Work instructions:
In the records below, some lines hold the word "target". Copy each of those lines.

** Opening Records to use block **

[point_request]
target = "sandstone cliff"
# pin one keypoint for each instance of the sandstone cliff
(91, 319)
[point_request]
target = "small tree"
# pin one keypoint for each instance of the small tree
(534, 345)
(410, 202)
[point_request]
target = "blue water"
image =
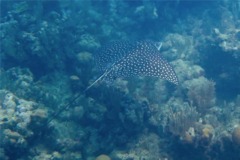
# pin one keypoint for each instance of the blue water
(48, 52)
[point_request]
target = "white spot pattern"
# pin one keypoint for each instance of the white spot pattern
(142, 58)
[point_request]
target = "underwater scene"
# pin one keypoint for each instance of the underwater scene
(119, 80)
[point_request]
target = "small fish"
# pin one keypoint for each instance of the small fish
(125, 59)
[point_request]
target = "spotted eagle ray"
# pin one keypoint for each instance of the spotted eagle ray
(125, 59)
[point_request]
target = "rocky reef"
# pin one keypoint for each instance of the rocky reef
(47, 59)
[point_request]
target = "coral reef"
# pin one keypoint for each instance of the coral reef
(47, 59)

** Closing Records to use block **

Result for this task:
target = "sandstone cliff"
target = "small tree"
target = "blue water"
target = "white spot pattern"
target = "underwater scene"
target = "small fish"
target = "spotted eagle ray"
target = "rocky reef"
target = "coral reef"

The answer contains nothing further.